§ **FRAGMENTO DEL TEXTO**
>>>
Los bancos y el nacionalismo

Finanzas Públicas

Nuestro nacionalismo es bien peculiar: es declarativo y retrógrado en lugar de ser activo y progresista. Los bancos ofrecen una buena ventana para observar ese nacionalismo en acción. Por treinta años, a partir de 1970, sucesivos gobiernos se abocaron en forma sistemática a la destrucción del sistema financiero. Ahora que estamos experimentando las consecuencias de aquellas acciones, la nostalgia, y la tentación de envolvernos en la bandera nacional, parecen incontenibles. El contraste con España es notable: en lugar de expropiar los bancos, acabar con la función bancaria y minar el ahorro, ese país se dedicó, con toda conciencia, a fortalecer dos instituciones bancarias y convertirlas en líderes mundiales. La pregunta obvia es qué gobierno entendió mejor el nacionalismo, el español o el mexicano.
<<<
§ **DATOS PROPORCIONADOS**
>>>
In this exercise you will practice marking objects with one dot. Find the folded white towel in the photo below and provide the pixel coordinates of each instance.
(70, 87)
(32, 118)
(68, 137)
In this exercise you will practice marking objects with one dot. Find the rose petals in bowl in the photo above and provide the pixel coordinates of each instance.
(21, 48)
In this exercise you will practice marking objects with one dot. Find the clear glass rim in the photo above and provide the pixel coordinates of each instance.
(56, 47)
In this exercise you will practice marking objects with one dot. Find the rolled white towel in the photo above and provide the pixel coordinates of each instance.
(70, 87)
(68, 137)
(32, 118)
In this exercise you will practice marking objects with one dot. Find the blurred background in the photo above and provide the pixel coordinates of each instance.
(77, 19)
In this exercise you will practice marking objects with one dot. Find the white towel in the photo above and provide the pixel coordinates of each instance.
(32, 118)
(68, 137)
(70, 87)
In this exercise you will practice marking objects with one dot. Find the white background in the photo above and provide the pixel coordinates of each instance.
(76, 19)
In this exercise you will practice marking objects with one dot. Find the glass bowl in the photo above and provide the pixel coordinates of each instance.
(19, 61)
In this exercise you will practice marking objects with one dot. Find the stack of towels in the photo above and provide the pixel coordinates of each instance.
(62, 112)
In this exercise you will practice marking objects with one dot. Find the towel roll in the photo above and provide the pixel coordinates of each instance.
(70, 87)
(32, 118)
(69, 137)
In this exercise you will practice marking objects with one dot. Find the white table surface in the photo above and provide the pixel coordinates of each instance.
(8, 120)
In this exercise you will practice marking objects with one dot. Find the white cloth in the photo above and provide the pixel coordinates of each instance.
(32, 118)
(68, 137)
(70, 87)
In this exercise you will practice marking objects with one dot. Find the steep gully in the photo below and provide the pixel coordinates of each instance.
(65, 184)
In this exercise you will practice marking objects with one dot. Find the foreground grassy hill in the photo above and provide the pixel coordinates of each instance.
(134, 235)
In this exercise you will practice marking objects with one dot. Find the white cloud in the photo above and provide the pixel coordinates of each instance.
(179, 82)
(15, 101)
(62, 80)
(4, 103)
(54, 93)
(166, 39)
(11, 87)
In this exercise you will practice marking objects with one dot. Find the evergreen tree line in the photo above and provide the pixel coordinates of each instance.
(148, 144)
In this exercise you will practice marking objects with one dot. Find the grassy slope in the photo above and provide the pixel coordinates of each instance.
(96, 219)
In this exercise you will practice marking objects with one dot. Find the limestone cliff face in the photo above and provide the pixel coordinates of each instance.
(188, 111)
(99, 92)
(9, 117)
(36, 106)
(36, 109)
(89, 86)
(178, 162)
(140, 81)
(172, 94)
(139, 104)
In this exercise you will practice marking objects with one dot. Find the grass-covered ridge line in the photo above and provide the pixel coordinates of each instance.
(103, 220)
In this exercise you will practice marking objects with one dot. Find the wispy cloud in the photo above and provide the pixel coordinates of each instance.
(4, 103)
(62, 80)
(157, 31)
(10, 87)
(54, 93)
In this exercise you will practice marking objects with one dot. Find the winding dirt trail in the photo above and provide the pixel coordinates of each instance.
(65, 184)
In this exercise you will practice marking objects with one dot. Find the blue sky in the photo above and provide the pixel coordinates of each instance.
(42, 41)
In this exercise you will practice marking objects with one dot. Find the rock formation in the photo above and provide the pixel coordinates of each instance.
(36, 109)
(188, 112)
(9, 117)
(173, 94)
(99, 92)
<<<
§ **LISTA DE TAREAS**
• 1. Repite el pasaje del texto sobre los bancos y el nacionalismo que empieza con "Nuestro nacionalismo es" y sigue hasta "o el mexicano.".
• 2. Según el texto sobre los bancos y el nacionalismo, ¿por qué resulta notable el contraste con España?
• 3. Retoma el texto sobre los bancos y el nacionalismo y sigue escribiéndolo desde donde se detiene.

§ **RESPUESTAS DEL EJERCICIO**
• 1.
Nuestro nacionalismo es bien peculiar: es declarativo y retrógrado en lugar de ser activo y progresista. Los bancos ofrecen una buena ventana para observar ese nacionalismo en acción. Por treinta años, a partir de 1970, sucesivos gobiernos se abocaron en forma sistemática a la destrucción del sistema financiero. Ahora que estamos experimentando las consecuencias de aquellas acciones, la nostalgia, y la tentación de envolvernos en la bandera nacional, parecen incontenibles. El contraste con España es notable: en lugar de expropiar los bancos, acabar con la función bancaria y minar el ahorro, ese país se dedicó, con toda conciencia, a fortalecer dos instituciones bancarias y convertirlas en líderes mundiales. La pregunta obvia es qué gobierno entendió mejor el nacionalismo, el español o el mexicano.

• 2. Porque España, en lugar de expropiar los bancos, acabar con la función bancaria y minar el ahorro, se dedicó con toda conciencia a fortalecer dos instituciones bancarias hasta convertirlas en líderes mundiales. En México, en cambio, sucesivos gobiernos se dedicaron durante treinta años a destruir el sistema financiero.

• 3.
Comparar a dos países permite una mirada objetiva a los resultados de políticas públicas distintas en un mismo tema. Ambas naciones, España y México, tenían bancos razonablemente eficientes y exitosos en los sesenta, de un tamaño compatible con las dimensiones y características de sus sociedades y economías. Cuarenta años después, la realidad bancaria de ambas naciones no guarda paralelo alguno. Hoy en día, México enfrenta la cruda realidad de un sistema bancario saliendo de la ruina, en buena medida gracias a enormes recursos provenientes del extranjero para capitalizarse. En ese mismo lapso, España pasó por un periodo de competencia creciente, sobre todo con motivo de su ingreso a la Comunidad Europea, de mayor participación extranjera, quiebras y consolidaciones. Hoy en día sus dos bancos más grandes no sólo dominan el mercado español, sino que son verdaderos titanes internacionales. Mientras que los gobiernos mexicanos se empeñaron en destruir y debilitar a los bancos nacionales, el gobierno español se abocó a hacer posible su desarrollo. Un concepto distinto de nacionalismo y un mundo de diferencia en los resultados.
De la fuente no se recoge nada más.